▶ _Provided passage_:
BEGIN
James Cronley is an agent with the CIA.
At least he will be. Once the CIA exists. As we first meet Cronley, the Agency is just being formed and the people who would become its founding members are being collected and vetted and indoctrinated. It will be an exciting and worrisome time for each of them because there are no rules for this sort of thing and no manual for how things are to be done.
Add to that there is a tremendous amount of negative energy being directed towards the nascent group. The Soviet Union does not want the competition which means its brand new satellite states do not as well. The FBI is as turf-conscious as it can be and the idea of the new kid on the block is not well received. The Pentagon is particularly upset because the genesis of the CIA was the Office of Strategic Services and the brass wants to believe they controlled it, whether they actually did or not.
So into this bubbling pot of potential and anxiety and jealousy, young agents like Cronley quickly learn there is no safety net for them and a fall usually meant death.
We meet 2nd Lt. Cronley, an officer in the U.S. Army Cavalry, in late October of 1945 when he has just come back from a mission for the OSS in which he removed from the possess of Nazis fleeing to Argentina a good amount of uranium oxide meant for their continued atomic weapon research. The recognition for this successful mission extended up the chain of command to the President and would be a major factor for his jumped promotion to Captain and his movement soon thereafter to the newly formed Central Intelligence Group, later changed to the CIA.
END
▶ _Source information_:
BEGIN
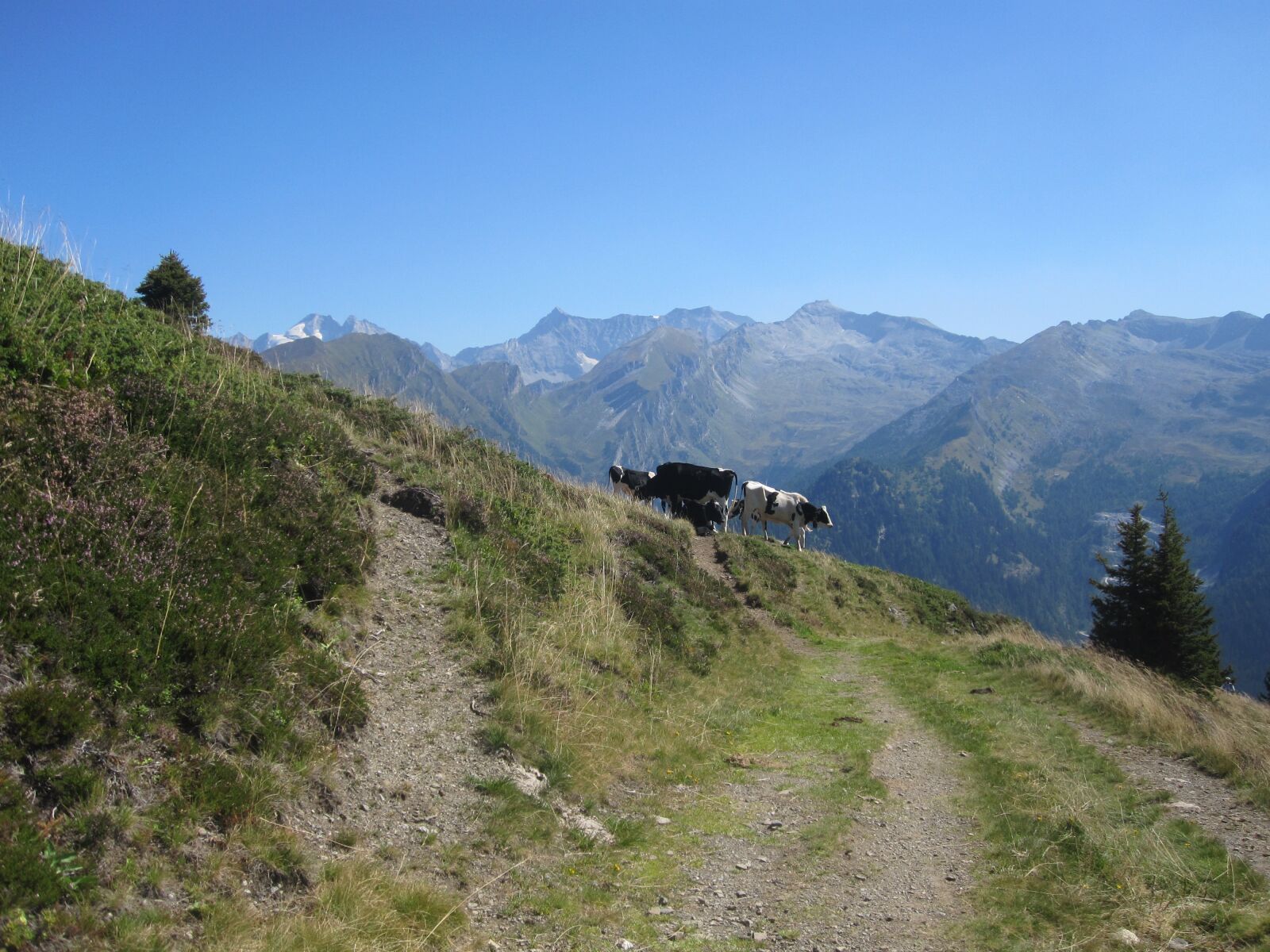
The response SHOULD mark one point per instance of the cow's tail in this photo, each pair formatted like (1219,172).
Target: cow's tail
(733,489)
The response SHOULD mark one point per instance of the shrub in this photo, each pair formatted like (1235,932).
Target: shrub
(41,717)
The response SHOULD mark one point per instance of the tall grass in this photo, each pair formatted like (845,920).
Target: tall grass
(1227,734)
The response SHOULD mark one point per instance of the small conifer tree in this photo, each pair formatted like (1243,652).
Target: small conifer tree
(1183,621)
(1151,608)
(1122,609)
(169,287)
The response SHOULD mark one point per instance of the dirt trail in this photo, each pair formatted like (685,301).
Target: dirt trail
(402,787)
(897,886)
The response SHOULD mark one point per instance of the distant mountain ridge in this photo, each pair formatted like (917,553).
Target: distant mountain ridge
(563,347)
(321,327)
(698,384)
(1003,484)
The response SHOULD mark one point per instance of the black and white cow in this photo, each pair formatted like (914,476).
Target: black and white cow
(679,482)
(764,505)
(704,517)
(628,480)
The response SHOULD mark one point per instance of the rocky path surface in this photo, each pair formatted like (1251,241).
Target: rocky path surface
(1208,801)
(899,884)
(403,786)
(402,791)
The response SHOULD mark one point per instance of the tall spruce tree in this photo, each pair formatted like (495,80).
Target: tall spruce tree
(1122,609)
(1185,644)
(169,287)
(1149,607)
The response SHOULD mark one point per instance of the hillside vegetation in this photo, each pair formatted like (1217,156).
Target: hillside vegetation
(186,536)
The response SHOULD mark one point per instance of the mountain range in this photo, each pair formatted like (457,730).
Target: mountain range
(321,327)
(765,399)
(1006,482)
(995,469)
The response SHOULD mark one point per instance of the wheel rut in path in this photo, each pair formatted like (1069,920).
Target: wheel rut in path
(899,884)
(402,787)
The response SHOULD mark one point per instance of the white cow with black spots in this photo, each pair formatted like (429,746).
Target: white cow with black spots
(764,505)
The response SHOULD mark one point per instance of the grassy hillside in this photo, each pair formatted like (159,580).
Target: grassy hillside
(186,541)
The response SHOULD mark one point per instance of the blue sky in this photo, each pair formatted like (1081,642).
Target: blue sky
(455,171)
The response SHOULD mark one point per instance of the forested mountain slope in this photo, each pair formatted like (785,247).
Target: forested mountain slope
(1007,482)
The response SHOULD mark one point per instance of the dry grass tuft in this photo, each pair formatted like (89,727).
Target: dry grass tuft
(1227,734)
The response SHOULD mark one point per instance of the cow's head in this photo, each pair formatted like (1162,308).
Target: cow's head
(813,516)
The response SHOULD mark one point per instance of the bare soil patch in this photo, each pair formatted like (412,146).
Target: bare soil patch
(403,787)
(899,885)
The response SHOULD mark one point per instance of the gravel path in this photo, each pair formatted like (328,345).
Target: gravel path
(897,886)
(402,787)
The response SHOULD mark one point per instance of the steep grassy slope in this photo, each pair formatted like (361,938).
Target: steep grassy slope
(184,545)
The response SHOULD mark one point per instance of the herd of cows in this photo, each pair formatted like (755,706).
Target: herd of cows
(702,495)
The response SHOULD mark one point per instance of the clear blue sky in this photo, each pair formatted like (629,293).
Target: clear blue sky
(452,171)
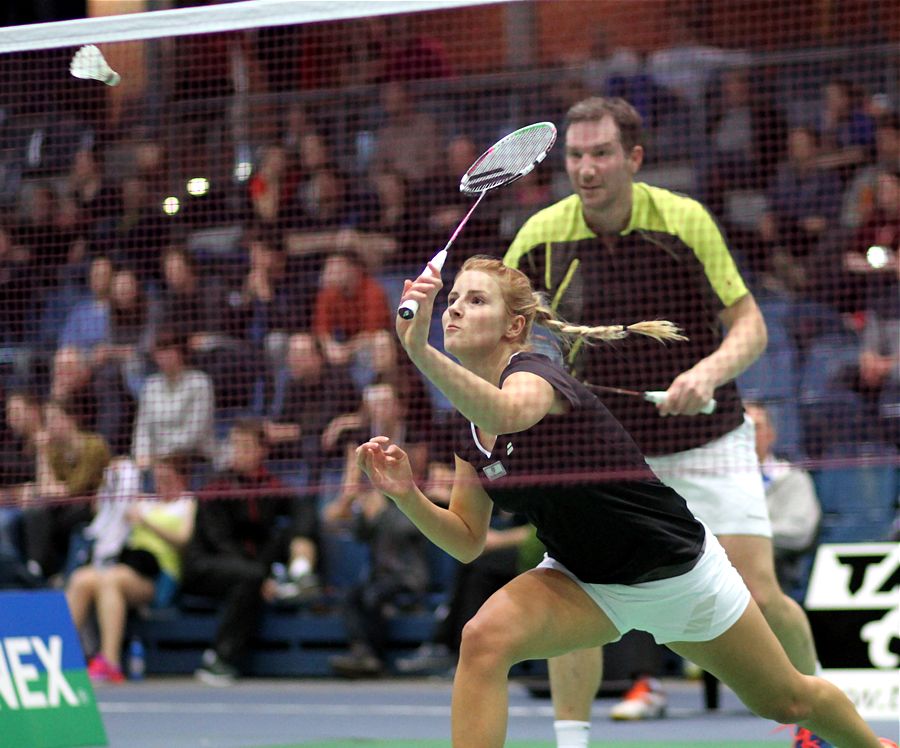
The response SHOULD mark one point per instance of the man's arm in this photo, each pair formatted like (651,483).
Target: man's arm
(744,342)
END
▶ _The problem_: Continue the piece on James Cronley from the point where it stops. The data has no connection to the piece on James Cronley.

▶ _Answer to the problem_:
Cronley is described as a "handsome young officer - blond, six-foot-one, 212 pounds" and further said to be a "lanky and tanned Texan". He is the son of an influential man born and bred in the Lone Star state and a German WWI war bride. He is dashing in his uniform and a bit jauntey in his demeanor and not a little sassy when the opportunity arises. He is also newly married the day after his return from South America and then widowed the next day due to a drunk truck driver.
Though the beginning history of the CIA is richly detailed with intimate conversations and actions by the key players include Truman, the key actor in most of the action described is Cronley, a 22-year old man who had already shown enough success that the first Director of the new agency had dubbed him "Super Spook".